Consegna A
Restituisci, dal testo sul discernimento, il passo che va da "La capacità di" a "definito sofferenza inneccessaria.", copiandolo senza alcuna modifica.
Consegna B
Per favore, elenca tutte le forme verbali coniugate alla prima persona singolare che compaiono nel testo sul discernimento.

Testo del documento
La capacità di discernere è un attributo inalienabile dell’essere. Tutte le volte che non siamo
capaci di esercitarla correttamente produciamo sofferenza, e tutte le volte che la esercitiamo in
maniera sbagliata pur sapendolo, si verifica quella che ho definito sofferenza inneccessaria.
Da alcuni anni intrattengo una corrispondenza con una persona che vive in carcere perché sta
scontando gravi colpe commesse, per le quali si è peraltro sinceramente pentita, tanto da aver
intrapreso in carcere il percorso spirituale nella via del Bhakti Yoga. E’ in una condizione di
restrizione di libertà fisica da quasi vent’anni, ma dal punto di vista spirituale vi assicuro che è
molto più libero di tante persone che magari adesso sono a prendere la tintarella sulla spiaggia,
incatenate ai loro invisibili condizionamenti.

Parte di un file di dati:
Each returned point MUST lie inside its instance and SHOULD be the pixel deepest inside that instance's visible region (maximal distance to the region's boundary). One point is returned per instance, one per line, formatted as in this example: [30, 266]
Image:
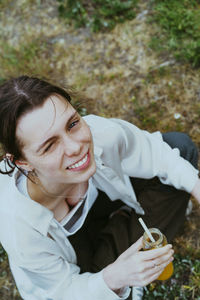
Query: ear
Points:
[24, 165]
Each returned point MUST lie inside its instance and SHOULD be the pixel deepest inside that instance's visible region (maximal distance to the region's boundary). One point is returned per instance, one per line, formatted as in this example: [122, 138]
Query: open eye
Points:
[48, 147]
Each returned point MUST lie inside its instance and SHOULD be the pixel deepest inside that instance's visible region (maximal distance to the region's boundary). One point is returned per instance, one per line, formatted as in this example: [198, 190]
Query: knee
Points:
[183, 142]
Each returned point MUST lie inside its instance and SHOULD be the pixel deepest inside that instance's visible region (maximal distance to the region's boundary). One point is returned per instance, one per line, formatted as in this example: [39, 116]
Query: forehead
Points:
[39, 124]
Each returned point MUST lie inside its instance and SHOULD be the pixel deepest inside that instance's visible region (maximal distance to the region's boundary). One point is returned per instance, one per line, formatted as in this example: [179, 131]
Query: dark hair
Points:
[17, 97]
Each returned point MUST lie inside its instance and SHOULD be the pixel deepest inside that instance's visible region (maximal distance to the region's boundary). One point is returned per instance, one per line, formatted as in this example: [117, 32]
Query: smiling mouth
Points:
[81, 164]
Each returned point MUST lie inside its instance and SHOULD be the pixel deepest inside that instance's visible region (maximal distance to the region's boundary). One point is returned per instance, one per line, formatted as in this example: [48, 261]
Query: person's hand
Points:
[196, 191]
[137, 268]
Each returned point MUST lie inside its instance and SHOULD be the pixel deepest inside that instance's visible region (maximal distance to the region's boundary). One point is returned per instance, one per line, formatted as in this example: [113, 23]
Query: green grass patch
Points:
[31, 58]
[180, 29]
[184, 285]
[99, 15]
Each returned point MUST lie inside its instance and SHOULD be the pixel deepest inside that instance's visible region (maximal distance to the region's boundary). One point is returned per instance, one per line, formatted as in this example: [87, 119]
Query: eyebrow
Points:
[53, 137]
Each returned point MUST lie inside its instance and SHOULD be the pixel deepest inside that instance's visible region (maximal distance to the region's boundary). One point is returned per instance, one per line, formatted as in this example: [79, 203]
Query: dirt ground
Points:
[118, 70]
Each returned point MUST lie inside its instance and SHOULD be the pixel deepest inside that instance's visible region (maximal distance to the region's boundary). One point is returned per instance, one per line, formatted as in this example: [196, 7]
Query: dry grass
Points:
[118, 70]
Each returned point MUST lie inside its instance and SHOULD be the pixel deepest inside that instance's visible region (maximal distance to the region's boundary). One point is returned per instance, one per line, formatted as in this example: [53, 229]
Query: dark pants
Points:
[102, 239]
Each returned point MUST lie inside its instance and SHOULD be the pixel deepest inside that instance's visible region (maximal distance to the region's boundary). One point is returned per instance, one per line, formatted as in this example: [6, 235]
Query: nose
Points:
[71, 147]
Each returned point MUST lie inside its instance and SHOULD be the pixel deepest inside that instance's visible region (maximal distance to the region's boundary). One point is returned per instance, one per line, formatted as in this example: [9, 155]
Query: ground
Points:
[118, 70]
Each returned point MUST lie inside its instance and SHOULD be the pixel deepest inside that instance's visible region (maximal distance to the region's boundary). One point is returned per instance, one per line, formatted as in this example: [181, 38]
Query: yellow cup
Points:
[160, 241]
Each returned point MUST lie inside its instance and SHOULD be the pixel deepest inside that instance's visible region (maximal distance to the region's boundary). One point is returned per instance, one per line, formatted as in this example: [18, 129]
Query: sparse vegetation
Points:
[97, 14]
[126, 79]
[180, 24]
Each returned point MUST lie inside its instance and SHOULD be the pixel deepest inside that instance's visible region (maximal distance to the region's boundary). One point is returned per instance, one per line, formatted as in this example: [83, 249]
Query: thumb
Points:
[134, 248]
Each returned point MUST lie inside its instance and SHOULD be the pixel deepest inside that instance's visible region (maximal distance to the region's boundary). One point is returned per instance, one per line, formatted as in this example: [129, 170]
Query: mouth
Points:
[81, 164]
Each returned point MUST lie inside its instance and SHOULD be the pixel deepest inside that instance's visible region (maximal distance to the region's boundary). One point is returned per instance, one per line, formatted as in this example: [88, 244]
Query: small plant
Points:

Risposta completa A
La capacità di discernere è un attributo inalienabile dell’essere. Tutte le volte che non siamo
capaci di esercitarla correttamente produciamo sofferenza, e tutte le volte che la esercitiamo in
maniera sbagliata pur sapendolo, si verifica quella che ho definito sofferenza inneccessaria.

Risposta completa B
ho definito
intrattengo
assicuro